§ **Challenge**:
Below are some records; give them all again exactly, but not the pictures.
━━━━━━
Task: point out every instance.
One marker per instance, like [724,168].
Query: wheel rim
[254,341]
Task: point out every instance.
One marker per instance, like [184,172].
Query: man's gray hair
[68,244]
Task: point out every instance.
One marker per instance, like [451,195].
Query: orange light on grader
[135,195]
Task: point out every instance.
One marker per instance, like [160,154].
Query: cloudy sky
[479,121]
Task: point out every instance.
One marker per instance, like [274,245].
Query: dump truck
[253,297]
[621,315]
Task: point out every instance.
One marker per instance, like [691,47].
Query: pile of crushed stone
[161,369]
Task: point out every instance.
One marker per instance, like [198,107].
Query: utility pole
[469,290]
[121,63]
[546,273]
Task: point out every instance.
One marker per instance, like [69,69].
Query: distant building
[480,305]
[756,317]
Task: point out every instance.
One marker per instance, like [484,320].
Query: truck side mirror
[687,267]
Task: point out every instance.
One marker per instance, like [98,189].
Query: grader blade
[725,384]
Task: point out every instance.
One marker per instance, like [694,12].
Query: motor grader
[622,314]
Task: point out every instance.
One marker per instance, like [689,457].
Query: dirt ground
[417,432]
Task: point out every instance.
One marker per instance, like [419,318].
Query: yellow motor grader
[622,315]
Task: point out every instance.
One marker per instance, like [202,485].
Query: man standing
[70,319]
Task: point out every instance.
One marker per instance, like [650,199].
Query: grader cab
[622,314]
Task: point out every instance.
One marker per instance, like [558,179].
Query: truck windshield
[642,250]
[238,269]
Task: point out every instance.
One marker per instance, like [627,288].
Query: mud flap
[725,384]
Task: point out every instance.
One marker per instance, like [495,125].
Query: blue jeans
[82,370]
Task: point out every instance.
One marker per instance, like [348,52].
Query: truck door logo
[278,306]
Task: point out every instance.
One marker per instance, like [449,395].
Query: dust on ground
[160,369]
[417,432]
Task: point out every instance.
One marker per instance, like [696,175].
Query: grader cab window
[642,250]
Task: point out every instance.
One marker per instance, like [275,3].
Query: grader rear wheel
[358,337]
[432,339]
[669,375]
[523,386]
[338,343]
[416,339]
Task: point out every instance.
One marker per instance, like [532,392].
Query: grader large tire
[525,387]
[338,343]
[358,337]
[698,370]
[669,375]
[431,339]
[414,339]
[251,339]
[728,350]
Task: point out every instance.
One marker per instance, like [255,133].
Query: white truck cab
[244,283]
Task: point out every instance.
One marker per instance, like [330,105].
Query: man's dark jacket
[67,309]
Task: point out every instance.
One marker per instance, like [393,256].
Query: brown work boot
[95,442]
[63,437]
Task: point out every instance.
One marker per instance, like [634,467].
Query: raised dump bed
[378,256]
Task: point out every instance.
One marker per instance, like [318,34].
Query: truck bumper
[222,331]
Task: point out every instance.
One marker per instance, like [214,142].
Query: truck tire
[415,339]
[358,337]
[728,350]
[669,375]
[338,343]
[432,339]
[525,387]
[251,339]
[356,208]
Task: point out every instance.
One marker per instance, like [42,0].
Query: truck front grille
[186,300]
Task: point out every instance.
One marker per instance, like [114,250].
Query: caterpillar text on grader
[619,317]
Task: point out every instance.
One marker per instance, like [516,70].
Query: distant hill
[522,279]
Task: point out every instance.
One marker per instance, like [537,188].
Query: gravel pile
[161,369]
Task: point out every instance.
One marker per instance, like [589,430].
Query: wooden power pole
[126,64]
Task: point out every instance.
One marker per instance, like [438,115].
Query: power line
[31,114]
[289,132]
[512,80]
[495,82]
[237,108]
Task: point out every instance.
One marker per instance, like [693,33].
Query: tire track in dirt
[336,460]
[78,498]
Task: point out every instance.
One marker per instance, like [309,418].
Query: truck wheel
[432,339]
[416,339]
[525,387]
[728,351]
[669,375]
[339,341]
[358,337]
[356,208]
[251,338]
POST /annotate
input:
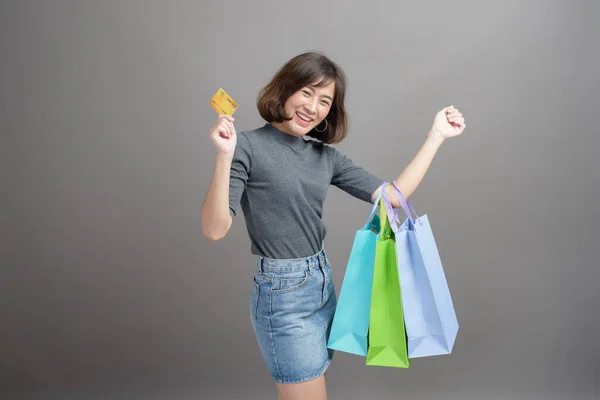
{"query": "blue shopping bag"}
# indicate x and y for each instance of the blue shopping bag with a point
(350, 323)
(429, 315)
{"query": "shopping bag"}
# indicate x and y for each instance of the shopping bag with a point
(350, 323)
(429, 315)
(387, 335)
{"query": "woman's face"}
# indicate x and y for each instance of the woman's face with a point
(308, 107)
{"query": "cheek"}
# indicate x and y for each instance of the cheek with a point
(323, 111)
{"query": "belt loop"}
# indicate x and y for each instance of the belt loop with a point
(259, 266)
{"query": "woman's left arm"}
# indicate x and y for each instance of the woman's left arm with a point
(448, 123)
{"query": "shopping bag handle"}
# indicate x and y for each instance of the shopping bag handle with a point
(375, 204)
(406, 206)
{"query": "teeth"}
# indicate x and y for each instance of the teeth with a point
(304, 118)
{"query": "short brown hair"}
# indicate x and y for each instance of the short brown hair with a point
(306, 69)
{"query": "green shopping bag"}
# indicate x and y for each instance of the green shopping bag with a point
(387, 335)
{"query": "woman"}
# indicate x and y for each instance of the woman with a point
(280, 178)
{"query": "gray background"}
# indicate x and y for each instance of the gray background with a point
(108, 288)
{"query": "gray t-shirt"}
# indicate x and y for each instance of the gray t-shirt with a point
(281, 181)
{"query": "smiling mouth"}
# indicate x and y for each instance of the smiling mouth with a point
(304, 117)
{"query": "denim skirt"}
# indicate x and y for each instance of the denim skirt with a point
(291, 309)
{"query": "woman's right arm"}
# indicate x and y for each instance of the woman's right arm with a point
(215, 216)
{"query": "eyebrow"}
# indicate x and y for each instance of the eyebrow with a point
(311, 87)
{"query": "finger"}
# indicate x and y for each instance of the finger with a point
(449, 109)
(224, 128)
(226, 117)
(230, 127)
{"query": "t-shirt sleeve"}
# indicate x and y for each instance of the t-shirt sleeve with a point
(240, 171)
(352, 178)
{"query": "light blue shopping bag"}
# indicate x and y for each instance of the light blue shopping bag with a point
(430, 319)
(350, 324)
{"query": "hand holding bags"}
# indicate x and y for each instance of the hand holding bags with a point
(387, 337)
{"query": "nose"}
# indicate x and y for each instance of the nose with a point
(311, 106)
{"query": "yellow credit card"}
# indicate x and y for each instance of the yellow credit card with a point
(223, 103)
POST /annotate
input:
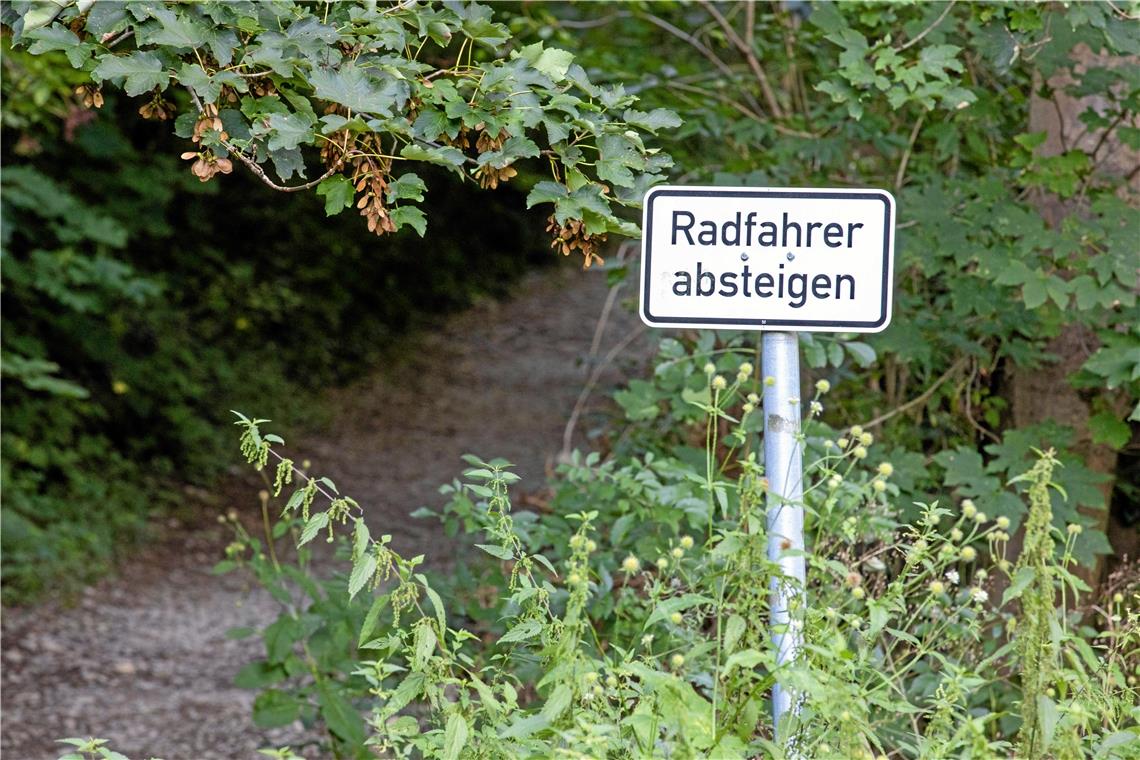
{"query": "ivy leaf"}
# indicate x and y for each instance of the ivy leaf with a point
━━━━━━
§ **Task output**:
Task: point out every instance.
One marker per instance, like [724,168].
Query: wheel rim
[254,341]
Task: point out every instance.
One marker per instance, like [184,172].
Query: man's gray hair
[68,244]
Task: point out every instance.
One marker per instance, like [451,195].
Query: orange light on grader
[135,195]
Task: point out every instance.
One marker per instance, like [160,154].
Query: cloudy sky
[479,121]
Task: point out every instance.
One marker per instance, like [274,245].
Query: dump truck
[253,297]
[621,315]
Task: point out every instance.
One marker per instance, like [691,47].
Query: pile of crushed stone
[161,369]
Task: point out every instance.
One marker per instance, like [198,107].
Query: utility pole
[469,290]
[121,63]
[546,273]
Task: point out every instance.
One marker per instance, like [69,69].
Query: distant building
[480,305]
[756,317]
Task: point out every instance.
One marker per instance, like [484,320].
Query: truck side mirror
[687,267]
Task: point out every instance.
One marker per instance, like [98,189].
Query: grader blade
[725,384]
Task: point out every instance.
One marker per instance, like [694,12].
Query: motor grader
[622,314]
Task: point out every instance.
One marker per instance, like [689,457].
Query: dirt ground
[417,432]
Task: point out every instance.
One marker per instance, like [419,318].
Query: yellow motor grader
[622,315]
Task: point out every instance.
One marker per instance, like [202,485].
Query: man standing
[70,319]
Task: point out every instance.
One marker per instance, like [650,199].
Query: grader cab
[622,314]
Task: point out every instance.
One marker per instance, like [558,179].
Query: truck windshield
[642,250]
[238,269]
Task: point out every instance.
One marker per instance, like [627,288].
Query: mud flap
[725,384]
Task: point out every instance.
One marker per instance, like [495,125].
Query: blue jeans
[82,370]
Task: point out every instance.
One marker per instance, like [348,52].
Query: truck door logo
[278,306]
Task: point out every instance.
One marker per instance, like [449,395].
Query: dust on ground
[160,369]
[417,432]
Task: point out every instance.
One marker per instance, like [696,175].
Query: grader cab window
[642,250]
Task: point out every instance.
One marker per instance, like [275,3].
Query: grader rear wheel
[358,337]
[432,339]
[669,375]
[523,386]
[338,343]
[416,339]
Task: point out every instance.
One marker per instance, like [532,392].
Query: grader large tire
[525,387]
[338,343]
[358,337]
[698,370]
[669,375]
[431,339]
[414,339]
[251,339]
[728,350]
Task: point out every instance.
One marker per instance, like [255,133].
Query: white truck cab
[244,283]
Task: point out every instance.
One marker per instance, like [330,105].
Query: man's dark jacket
[67,309]
Task: point out every instance.
One marker per instance, like [393,256].
Query: brown work boot
[95,442]
[63,437]
Task: point out every instance.
One marker per instance, like [634,467].
Query: raised dump bed
[378,256]
Task: point out every instance.
One marker per instance, like [318,34].
Query: truck bumper
[222,331]
Task: point out every instance.
One marker per instance, like [214,142].
Query: truck tire
[415,339]
[358,337]
[728,350]
[669,375]
[338,343]
[432,339]
[525,387]
[251,339]
[356,208]
Task: point out every instance.
One marker per instance, like [42,0].
Query: truck front grille
[186,300]
Task: point out every instance.
One marker per instance, like [114,250].
Query: caterpillar text on grader
[619,317]
Task: point out every instance.
One marker per instance, like [516,70].
Query: distant hill
[522,279]
Task: point out every instance.
One marker per instance, like [537,188].
Query: gravel pile
[161,369]
Task: point out every instance.
One marker per instance, like [589,430].
Query: wooden power pole
[126,64]
Task: point out every instance.
One marker per instance, like [438,115].
Query: power line
[31,114]
[289,132]
[512,80]
[495,82]
[237,108]
Task: point out every instance.
One marker per instance, like [693,33].
Query: tire track in dirt
[336,460]
[78,498]
Task: point out every instance.
One marker per instance, like [309,418].
Query: truck wheel
[432,339]
[416,339]
[525,387]
[728,351]
[669,375]
[339,341]
[358,337]
[356,208]
[251,338]
POST /annotate
input:
{"query": "blue shopping bag"}
# indicate x and y for each instance of the blue shopping bag with a point
(350, 323)
(429, 315)
{"query": "shopping bag"}
# indicate x and y for each instance of the shopping bag with a point
(350, 323)
(429, 315)
(387, 335)
{"query": "woman's face"}
# indicate x and y for each instance of the woman's face with a point
(308, 107)
{"query": "cheek"}
# indicate x and y for each instance of the cheek with a point
(323, 111)
{"query": "belt loop"}
# indicate x and y for each instance of the belt loop with a point
(259, 266)
{"query": "woman's left arm"}
# indicate x and y for each instance of the woman's left arm with a point
(448, 123)
{"query": "shopping bag handle"}
# indicate x and y for each instance of the shopping bag handle with a point
(375, 204)
(406, 206)
{"query": "teeth"}
# indicate x and y for each instance of the teeth with a point
(304, 118)
{"query": "short brown hair"}
# indicate x and y for each instance of the short brown hair with a point
(306, 69)
{"query": "green shopping bag"}
# indicate x and y for each instance of the green shopping bag with a point
(387, 335)
{"query": "woman"}
# indicate x and y for each instance of the woman with a point
(280, 178)
{"query": "gray background"}
# indicate x and y for each instance of the gray background with a point
(108, 288)
{"query": "gray t-shirt"}
# indicate x and y for each instance of the gray t-shirt with a point
(281, 181)
{"query": "smiling mouth"}
# indicate x and y for each instance of the smiling mouth with a point
(304, 117)
{"query": "denim skirt"}
# indicate x and y for each instance of the denim skirt with a point
(291, 309)
{"query": "woman's right arm"}
# indicate x and y for each instance of the woman's right arm with a point
(215, 216)
{"query": "eyebrow"}
# indicate x and y for each instance of the eyebrow with a point
(311, 87)
{"query": "finger"}
# indicate x and y for each instance of the finger with a point
(449, 109)
(224, 128)
(226, 117)
(230, 127)
{"query": "t-shirt sleeve"}
# indicate x and y for each instance of the t-shirt sleeve with a point
(240, 171)
(352, 178)
{"query": "light blue shopping bag"}
# indicate x and y for each instance of the light blue shopping bag with a point
(430, 319)
(350, 324)
{"query": "hand holding bags"}
# indicate x and y for each instance of the hand holding bags with a point
(387, 337)
{"query": "nose"}
# indicate x and y for each instance of the nose with a point
(311, 106)
{"query": "yellow credit card"}
# indicate x and y for each instance of the yellow credit card with a point
(223, 103)
POST /annotate
input:
{"query": "ivy leaf"}
# indicate x and y for each instance of the ivy leaf with a point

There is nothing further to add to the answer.